### YOUR OBJECTIVE
In the items between the lines holding "Identify one point on each instance of the guardrail" and "(1280, 619)", inclusive, rename "blue locomotive" to "blue engine". Give back only those lines, with nothing else changed.

[Point annotation dataset items]

⁂

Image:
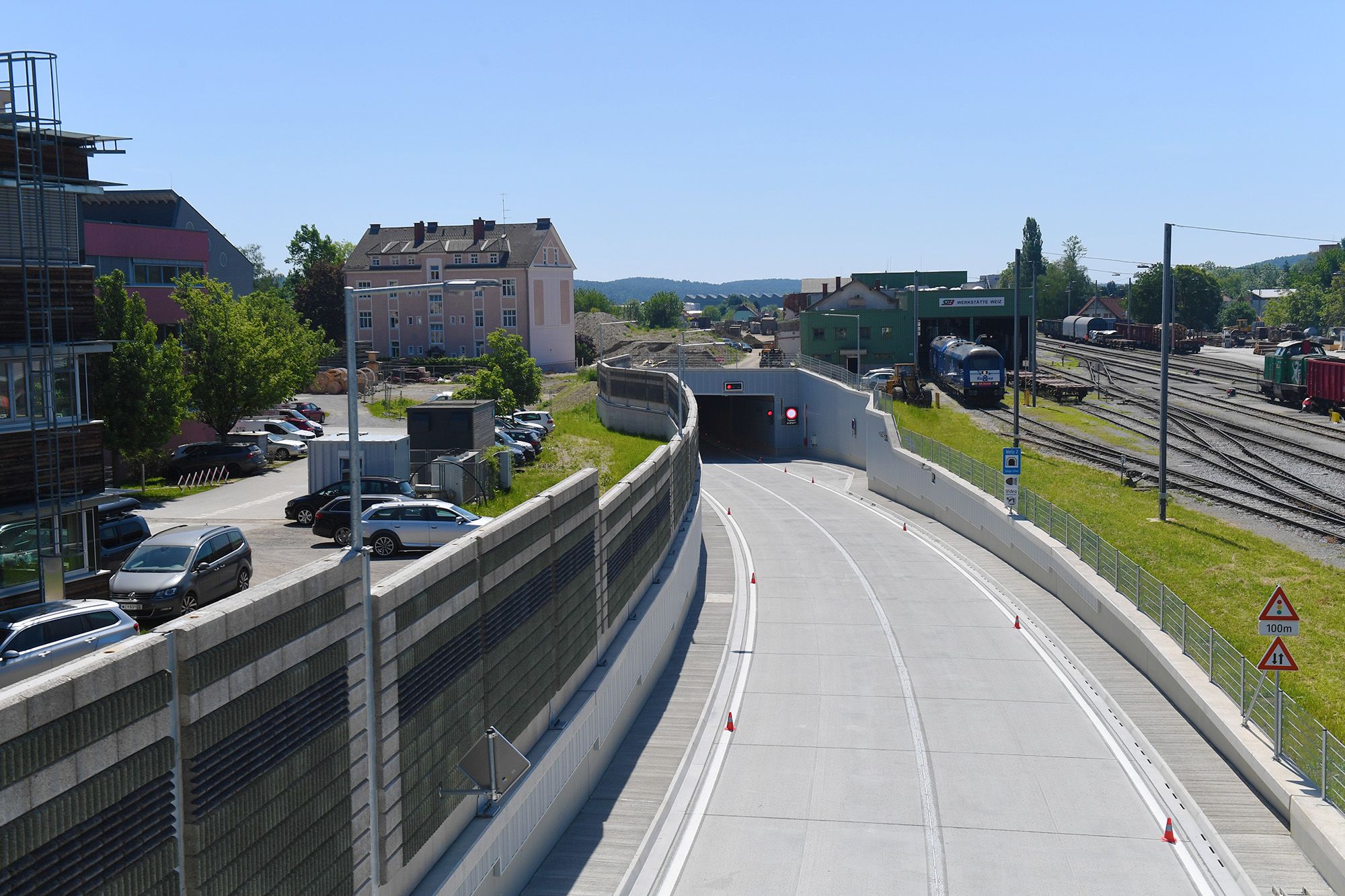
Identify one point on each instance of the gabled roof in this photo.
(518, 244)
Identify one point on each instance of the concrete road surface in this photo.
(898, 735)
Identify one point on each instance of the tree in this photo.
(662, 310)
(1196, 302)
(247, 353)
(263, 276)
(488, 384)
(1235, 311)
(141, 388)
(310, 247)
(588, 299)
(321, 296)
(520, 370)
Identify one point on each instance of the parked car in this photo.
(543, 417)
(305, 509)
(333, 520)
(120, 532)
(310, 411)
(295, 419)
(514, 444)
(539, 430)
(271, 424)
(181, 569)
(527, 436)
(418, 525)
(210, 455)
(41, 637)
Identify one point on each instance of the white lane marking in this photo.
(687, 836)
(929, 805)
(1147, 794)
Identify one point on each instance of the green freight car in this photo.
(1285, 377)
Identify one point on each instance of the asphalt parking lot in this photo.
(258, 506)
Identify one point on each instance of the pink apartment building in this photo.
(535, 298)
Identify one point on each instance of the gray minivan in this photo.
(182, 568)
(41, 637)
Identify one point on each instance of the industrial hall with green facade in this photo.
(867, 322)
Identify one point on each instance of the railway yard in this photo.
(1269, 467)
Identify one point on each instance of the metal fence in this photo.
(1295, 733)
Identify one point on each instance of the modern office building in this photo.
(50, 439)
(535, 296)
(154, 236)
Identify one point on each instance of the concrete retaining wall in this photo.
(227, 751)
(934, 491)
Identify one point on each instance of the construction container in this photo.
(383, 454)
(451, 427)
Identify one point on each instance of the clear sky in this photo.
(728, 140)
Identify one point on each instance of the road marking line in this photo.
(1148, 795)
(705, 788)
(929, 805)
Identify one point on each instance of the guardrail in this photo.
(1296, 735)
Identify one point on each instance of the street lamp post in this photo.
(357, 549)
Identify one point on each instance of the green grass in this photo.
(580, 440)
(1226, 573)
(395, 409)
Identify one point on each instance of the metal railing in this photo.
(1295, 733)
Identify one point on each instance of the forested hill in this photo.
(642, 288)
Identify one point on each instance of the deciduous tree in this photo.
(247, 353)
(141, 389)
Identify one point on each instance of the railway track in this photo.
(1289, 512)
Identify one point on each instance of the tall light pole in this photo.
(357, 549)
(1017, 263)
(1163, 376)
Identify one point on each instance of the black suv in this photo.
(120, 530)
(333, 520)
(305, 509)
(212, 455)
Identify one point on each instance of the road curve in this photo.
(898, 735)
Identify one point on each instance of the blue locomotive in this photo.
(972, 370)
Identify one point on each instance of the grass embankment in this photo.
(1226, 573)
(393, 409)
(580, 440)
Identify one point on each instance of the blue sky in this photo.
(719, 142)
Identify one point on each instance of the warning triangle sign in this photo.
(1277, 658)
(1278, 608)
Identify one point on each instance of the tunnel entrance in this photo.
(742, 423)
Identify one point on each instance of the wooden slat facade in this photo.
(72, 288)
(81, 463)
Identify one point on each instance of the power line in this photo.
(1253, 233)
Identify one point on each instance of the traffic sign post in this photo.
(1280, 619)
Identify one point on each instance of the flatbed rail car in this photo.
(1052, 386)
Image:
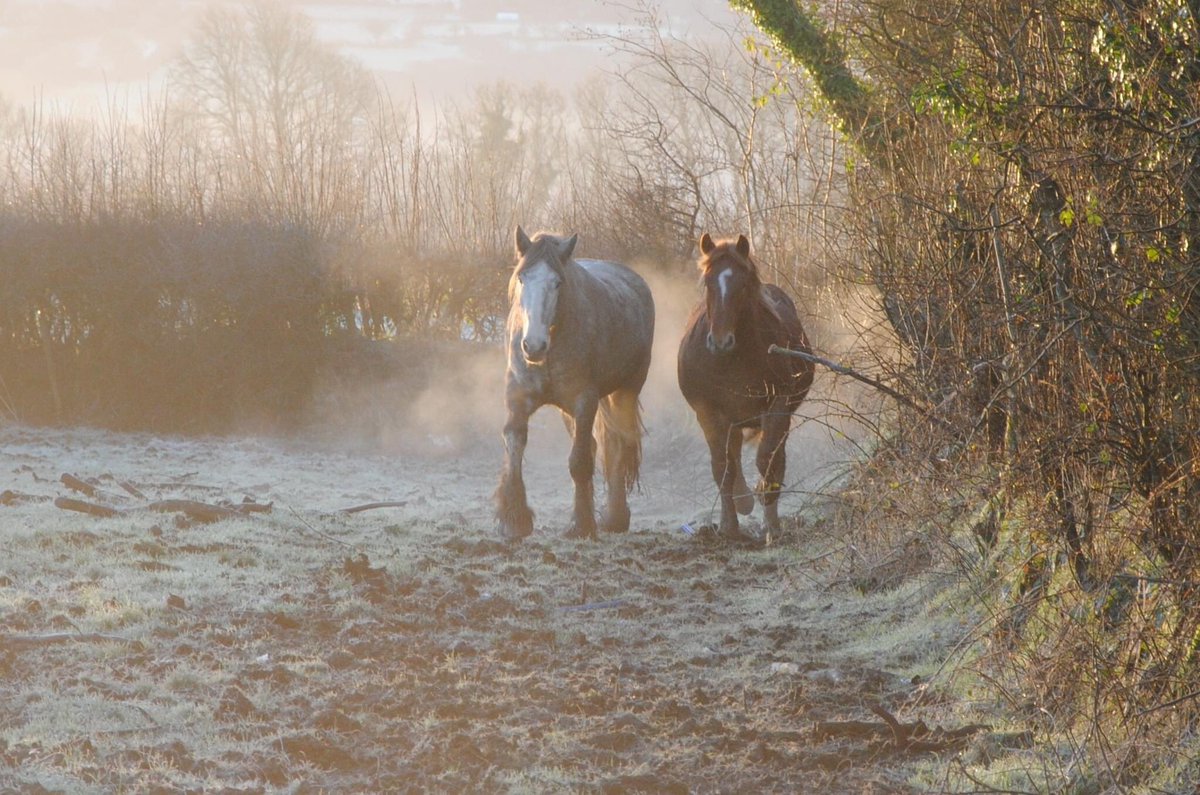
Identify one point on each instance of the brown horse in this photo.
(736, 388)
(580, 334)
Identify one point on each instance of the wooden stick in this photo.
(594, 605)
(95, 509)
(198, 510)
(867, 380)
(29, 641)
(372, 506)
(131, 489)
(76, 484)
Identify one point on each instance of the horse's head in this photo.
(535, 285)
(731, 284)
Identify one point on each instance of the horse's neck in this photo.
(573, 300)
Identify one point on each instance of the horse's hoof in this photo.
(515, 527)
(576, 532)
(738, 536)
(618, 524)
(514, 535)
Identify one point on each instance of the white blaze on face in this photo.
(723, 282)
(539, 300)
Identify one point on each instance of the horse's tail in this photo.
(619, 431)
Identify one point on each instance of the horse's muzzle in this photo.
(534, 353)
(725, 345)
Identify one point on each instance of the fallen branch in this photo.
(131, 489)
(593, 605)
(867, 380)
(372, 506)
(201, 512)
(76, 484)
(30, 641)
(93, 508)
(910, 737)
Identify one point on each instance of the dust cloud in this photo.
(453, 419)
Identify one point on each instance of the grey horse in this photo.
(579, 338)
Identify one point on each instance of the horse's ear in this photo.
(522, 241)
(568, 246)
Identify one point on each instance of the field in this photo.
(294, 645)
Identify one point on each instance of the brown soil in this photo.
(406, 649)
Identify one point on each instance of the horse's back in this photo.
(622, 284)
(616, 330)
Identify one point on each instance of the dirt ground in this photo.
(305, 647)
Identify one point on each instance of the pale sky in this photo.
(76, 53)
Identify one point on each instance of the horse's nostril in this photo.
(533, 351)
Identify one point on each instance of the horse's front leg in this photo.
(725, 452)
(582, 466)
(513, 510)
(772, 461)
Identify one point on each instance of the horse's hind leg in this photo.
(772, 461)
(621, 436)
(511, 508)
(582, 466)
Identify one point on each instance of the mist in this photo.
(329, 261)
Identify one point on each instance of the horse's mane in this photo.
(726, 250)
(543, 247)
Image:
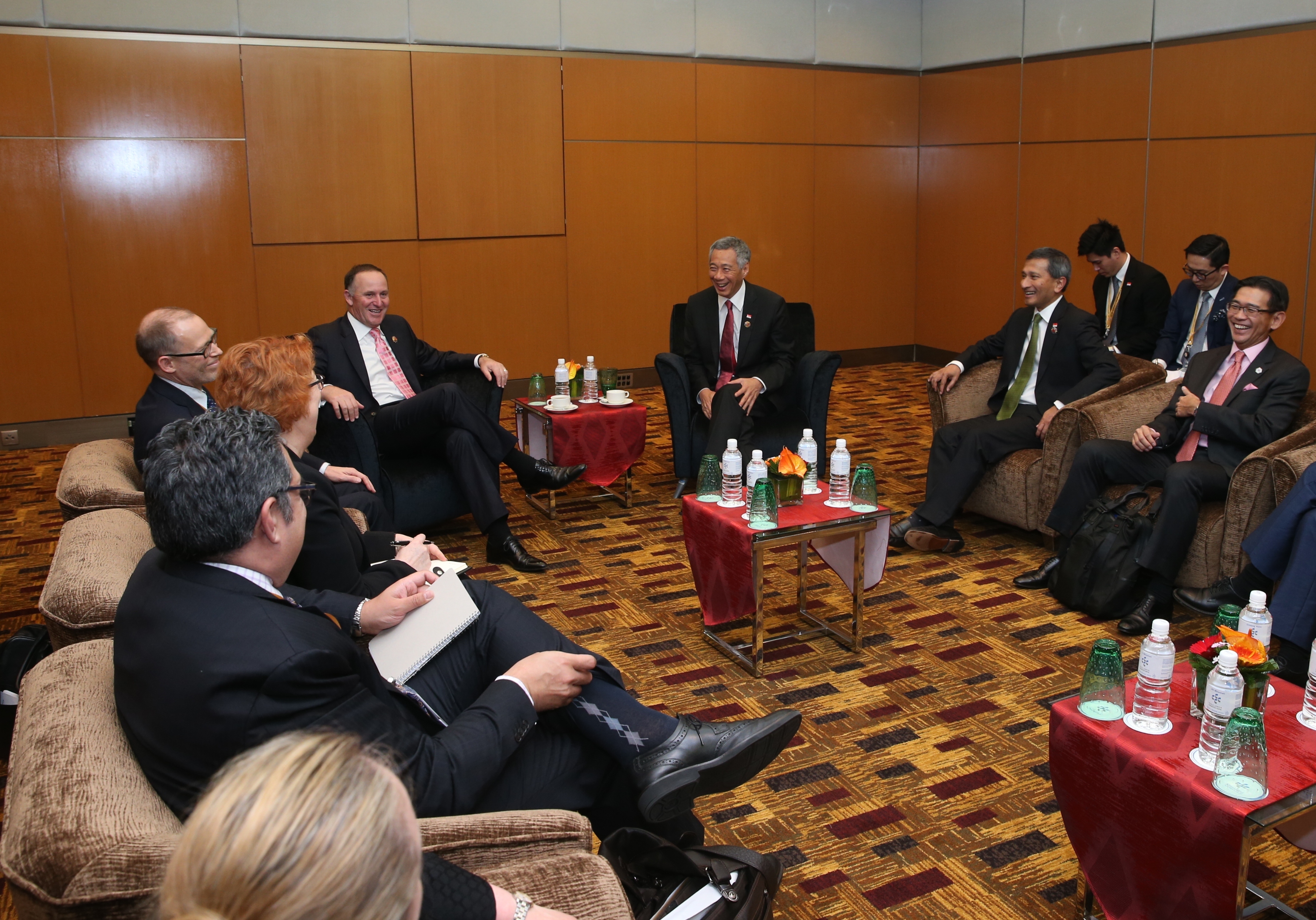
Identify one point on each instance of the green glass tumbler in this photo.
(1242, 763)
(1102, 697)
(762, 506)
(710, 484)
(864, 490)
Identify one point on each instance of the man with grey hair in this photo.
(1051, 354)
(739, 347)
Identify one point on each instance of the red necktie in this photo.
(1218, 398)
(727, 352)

⁂

### FINISHED EXERCISE
Identify one point on each instance of the guardrail in this photo.
(1296, 735)
Identify one point on each instance of the street lamp post in this photo.
(357, 549)
Identify one point on each instance of the green grass in this photo.
(580, 440)
(1226, 573)
(395, 409)
Identify one point on each instance of the metal railing in this photo.
(1295, 733)
Identify one point on each instance of the forested hill in this photo.
(642, 288)
Identify one point on each instance of the deciduous tree in this photo.
(247, 353)
(141, 389)
Identify one point on each instance of the railway track in this photo.
(1289, 512)
Identify one point on each instance of the tall light pole in this photo.
(357, 549)
(1017, 263)
(1163, 376)
Identify one point on each instance of the black suv in this photo.
(120, 530)
(333, 520)
(305, 509)
(212, 455)
Identify one point on each instance of the road curve in this photo.
(898, 735)
Identify one point on each instance of the blue engine in this photo.
(972, 370)
Identify one point on each instance of the grass embankment in this photo.
(1226, 573)
(393, 409)
(580, 440)
Identify one point on each instance of the blue sky in this photo.
(719, 142)
Identify one point on each instance of the warning triangle sign in this photo.
(1277, 658)
(1278, 608)
Identify one point on each instance of the tunnel entrance in this photo.
(742, 423)
Identify one point on each instance of the wooden slat facade in this photo.
(72, 288)
(81, 463)
Identify one point on each instance of the power line in this photo.
(1253, 233)
Identify one point on each instance of the traffic sign post in this photo.
(1280, 619)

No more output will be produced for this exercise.